TEXT PASSAGE:
#####
HIGH COURT OF NAMIBIA
MAIN DIVISION, WINDHOEK





JUDGMENT





Case no: POCA 5/2014





DATE: 08 OCTOBER 2015





In the matter between:





THE
PROSECUTOR-GENERAL....................................................................................APPLICANT





And





EDWARD
HATEGEKIMANA......................................................................................RESPONDENT





Neutral citation: The Prosecutor
General v Hategekimana (POCA 5-2014) [2015] NAHCMD 238 (8 October
2015)





Coram: PARKER AJ





Heard: 30 July 2015





Delivered: 8 October 2015





Flynote: Practice – Applications
and motions – Prevention of Organized Crime Act 29 of 2004, s
61(1) – Forfeiture of property – In determination of
application for an order of forfeiture of property the following
constituent elements of the interpretation and application of s 61(1)
of the Act are crucial: (a) The property which is presently subject
to a preservation of property order granted by this Honourable Court
under case number POCA 5/2014 on 16 May 2014, namely the Nissan
Hardbody with Engine Number KA……….. and Vin
Number ADNJ……… (‘the property’), be
forfeited to the State in terms of section 61, read with section 64,
of the Prevention of Organized Crime Act, Act 29 of 2004 (‘POCA’),
(b) That Sergeant Emilia Nambadi, in whose control the property is in
terms of the preservation of property order, is authorized to: (i)
sell the property at a public auction for a value not less than the
current market value; and (ii) pay the proceeds of the sale into the
Asset Recovery Account, Ministry of Justice – POCA, Standard
Bank Account Number 5………, branch code 0………,
(c) That any person, other than the respondent and Corporate
Development Consortium (CDC), whose interest in the properties
concerned is affected by the forfeiture order, may within 20 days
after he or she has acquired knowledge of such order, set the matter
down for variation or rescission of this order by the Court, (d)
Prayers (a) to (c) shall not take effect before the expiration of 30
days after the notice of this order was published in the Government
Gazette or before an application in terms of section 65 of Act 29 of
2004 or an appeal has been disposed of.
#####
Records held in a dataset
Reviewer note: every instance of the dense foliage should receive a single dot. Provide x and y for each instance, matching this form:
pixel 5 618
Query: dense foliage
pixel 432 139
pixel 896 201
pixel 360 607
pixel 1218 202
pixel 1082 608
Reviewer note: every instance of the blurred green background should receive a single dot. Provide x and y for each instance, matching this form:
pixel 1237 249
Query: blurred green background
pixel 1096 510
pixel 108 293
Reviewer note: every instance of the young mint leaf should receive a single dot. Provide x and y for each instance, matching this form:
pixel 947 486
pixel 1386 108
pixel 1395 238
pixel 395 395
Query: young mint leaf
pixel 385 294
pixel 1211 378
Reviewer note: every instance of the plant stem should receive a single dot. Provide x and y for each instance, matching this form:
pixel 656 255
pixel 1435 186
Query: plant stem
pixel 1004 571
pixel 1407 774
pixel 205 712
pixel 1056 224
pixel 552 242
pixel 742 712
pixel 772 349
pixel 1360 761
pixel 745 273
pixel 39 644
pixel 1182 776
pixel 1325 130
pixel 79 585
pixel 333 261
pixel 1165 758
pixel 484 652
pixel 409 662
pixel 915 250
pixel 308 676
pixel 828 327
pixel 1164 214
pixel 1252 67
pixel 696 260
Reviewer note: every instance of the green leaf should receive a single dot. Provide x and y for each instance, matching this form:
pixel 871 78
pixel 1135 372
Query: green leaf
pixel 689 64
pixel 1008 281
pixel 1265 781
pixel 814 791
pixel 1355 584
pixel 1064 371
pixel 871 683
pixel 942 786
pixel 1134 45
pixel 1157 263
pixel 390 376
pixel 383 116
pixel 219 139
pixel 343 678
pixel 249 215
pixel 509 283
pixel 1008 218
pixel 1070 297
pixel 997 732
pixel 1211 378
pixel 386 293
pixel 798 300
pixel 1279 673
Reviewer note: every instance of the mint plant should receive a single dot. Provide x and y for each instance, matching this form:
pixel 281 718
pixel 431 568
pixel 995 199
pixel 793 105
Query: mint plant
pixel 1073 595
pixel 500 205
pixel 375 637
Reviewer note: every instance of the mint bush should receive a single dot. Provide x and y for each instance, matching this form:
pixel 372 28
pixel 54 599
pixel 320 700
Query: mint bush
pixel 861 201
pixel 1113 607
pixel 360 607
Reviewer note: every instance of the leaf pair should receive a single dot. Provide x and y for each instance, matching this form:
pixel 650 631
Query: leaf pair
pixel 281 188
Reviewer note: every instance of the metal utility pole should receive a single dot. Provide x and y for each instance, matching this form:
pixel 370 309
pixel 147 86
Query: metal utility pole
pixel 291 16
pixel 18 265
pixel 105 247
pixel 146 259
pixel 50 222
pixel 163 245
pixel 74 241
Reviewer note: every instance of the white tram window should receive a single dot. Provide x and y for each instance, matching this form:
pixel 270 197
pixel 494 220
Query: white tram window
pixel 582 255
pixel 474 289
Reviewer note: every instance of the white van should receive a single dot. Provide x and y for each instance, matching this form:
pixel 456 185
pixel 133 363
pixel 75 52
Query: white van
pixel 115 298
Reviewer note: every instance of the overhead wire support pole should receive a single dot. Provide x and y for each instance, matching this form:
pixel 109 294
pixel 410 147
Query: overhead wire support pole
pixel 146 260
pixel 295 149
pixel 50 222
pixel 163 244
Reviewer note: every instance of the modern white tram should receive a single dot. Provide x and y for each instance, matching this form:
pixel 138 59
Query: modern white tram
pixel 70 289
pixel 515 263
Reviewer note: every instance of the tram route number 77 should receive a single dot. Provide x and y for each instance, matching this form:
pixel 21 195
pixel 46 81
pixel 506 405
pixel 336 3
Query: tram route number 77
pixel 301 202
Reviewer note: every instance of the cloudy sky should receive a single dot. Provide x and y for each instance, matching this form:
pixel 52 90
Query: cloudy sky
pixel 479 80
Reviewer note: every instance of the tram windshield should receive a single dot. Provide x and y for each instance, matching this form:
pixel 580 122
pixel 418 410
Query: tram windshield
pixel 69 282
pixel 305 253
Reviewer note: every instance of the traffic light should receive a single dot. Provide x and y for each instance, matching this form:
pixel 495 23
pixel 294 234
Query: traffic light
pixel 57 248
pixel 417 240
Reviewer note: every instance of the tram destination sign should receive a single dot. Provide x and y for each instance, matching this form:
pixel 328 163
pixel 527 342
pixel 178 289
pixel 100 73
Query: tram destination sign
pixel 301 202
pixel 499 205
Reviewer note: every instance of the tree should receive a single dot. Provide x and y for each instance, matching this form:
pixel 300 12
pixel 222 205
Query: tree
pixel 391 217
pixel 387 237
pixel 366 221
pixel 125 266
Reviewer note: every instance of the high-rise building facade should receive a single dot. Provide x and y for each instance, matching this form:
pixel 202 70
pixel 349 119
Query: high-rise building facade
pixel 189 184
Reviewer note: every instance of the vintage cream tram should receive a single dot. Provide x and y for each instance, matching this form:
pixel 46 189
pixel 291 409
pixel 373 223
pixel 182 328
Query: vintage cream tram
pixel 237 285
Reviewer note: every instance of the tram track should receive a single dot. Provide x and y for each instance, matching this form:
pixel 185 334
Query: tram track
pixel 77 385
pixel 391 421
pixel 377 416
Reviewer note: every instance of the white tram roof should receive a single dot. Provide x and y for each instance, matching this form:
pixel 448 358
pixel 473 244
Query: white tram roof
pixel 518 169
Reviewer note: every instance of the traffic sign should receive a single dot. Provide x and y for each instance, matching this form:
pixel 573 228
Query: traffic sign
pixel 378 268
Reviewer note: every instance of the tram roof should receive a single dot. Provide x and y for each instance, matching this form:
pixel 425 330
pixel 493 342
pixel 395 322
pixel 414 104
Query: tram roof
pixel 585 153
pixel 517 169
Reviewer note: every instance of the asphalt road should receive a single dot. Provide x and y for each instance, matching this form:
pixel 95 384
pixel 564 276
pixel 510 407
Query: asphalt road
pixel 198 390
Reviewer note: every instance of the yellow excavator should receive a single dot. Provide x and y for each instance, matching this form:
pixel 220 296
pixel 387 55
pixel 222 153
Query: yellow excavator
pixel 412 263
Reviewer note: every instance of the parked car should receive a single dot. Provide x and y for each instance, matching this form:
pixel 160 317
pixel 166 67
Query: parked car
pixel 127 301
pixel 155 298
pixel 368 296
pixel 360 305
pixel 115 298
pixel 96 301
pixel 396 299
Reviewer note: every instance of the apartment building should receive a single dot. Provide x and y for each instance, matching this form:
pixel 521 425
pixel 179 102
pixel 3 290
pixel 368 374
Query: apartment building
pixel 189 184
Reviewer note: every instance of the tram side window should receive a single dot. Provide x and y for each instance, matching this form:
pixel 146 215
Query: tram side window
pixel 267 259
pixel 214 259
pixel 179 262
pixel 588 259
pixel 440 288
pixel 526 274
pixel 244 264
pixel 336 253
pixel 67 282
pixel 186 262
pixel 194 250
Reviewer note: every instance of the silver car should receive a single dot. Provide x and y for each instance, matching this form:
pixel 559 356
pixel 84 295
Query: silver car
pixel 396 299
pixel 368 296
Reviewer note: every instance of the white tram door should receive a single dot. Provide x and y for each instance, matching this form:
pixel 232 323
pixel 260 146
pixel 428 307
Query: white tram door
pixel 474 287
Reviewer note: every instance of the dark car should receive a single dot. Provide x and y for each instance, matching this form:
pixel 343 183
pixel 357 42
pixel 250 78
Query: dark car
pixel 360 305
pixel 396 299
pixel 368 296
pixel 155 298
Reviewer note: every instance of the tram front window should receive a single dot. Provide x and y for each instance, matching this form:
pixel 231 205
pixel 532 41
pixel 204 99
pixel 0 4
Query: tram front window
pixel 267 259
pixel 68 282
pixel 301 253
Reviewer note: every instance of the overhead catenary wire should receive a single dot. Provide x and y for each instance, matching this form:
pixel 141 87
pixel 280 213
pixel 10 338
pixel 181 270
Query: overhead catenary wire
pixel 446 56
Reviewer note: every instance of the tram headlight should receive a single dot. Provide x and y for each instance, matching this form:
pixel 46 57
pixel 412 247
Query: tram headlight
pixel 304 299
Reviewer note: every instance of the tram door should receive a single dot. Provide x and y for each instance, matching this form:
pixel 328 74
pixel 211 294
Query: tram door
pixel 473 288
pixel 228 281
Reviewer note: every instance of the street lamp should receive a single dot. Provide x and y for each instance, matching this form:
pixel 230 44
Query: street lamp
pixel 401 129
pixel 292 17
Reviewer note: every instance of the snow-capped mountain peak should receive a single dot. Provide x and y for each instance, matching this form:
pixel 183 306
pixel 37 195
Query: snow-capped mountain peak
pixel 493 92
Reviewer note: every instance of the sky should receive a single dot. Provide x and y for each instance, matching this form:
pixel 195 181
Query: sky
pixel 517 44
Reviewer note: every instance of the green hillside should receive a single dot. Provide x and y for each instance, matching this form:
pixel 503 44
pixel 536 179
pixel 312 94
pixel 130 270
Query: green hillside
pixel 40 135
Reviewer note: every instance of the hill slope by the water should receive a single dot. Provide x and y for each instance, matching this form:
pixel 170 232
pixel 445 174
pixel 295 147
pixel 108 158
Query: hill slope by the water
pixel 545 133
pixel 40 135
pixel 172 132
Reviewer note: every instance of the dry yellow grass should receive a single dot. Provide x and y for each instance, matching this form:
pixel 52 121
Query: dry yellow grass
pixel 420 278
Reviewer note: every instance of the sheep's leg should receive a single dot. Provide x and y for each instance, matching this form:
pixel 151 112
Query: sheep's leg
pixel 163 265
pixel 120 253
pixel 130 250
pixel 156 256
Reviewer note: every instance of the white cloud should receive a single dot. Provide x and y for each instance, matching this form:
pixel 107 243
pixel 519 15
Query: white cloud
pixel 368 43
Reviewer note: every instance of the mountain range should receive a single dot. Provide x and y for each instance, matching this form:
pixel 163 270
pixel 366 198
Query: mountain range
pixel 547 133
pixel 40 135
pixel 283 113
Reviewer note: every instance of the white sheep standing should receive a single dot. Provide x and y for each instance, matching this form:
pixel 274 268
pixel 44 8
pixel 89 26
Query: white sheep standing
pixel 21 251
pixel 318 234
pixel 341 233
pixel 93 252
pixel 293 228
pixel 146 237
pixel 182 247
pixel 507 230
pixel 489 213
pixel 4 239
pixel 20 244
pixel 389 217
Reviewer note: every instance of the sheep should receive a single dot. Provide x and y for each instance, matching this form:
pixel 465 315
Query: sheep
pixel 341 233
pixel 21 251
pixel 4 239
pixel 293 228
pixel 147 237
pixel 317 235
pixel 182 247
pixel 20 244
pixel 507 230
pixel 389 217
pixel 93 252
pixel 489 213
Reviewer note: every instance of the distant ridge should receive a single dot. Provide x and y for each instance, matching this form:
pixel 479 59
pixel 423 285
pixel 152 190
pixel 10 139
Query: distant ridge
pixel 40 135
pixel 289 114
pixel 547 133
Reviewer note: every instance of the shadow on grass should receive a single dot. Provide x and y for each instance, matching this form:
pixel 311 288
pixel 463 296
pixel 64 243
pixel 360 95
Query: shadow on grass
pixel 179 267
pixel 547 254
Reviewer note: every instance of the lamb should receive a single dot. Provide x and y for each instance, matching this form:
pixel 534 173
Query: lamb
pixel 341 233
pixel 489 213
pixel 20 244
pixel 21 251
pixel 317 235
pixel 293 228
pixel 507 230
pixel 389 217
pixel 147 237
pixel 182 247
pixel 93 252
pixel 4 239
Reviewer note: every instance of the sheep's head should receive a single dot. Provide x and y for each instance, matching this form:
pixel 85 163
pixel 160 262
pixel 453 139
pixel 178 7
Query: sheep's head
#####
WHAT IS BEING ASKED:
Write out the court judgment word for word between "sell the property" and "been disposed of.", inclusive. Rely solely on the court judgment and not on the records.

OUTPUT OF THE EXERCISE:
sell the property at a public auction for a value not less than the
current market value; and (ii) pay the proceeds of the sale into the
Asset Recovery Account, Ministry of Justice – POCA, Standard
Bank Account Number 5………, branch code 0………,
(c) That any person, other than the respondent and Corporate
Development Consortium (CDC), whose interest in the properties
concerned is affected by the forfeiture order, may within 20 days
after he or she has acquired knowledge of such order, set the matter
down for variation or rescission of this order by the Court, (d)
Prayers (a) to (c) shall not take effect before the expiration of 30
days after the notice of this order was published in the Government
Gazette or before an application in terms of section 65 of Act 29 of
2004 or an appeal has been disposed of.